### [Task material]

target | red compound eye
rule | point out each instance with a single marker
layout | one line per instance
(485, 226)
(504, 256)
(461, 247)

### [To do]
Copy the lines above exactly, beginning at the line containing "rule | point" and stopping at the last line.

### [Response to this exercise]
rule | point out each instance with a single marker
layout | one line per instance
(485, 226)
(504, 256)
(461, 247)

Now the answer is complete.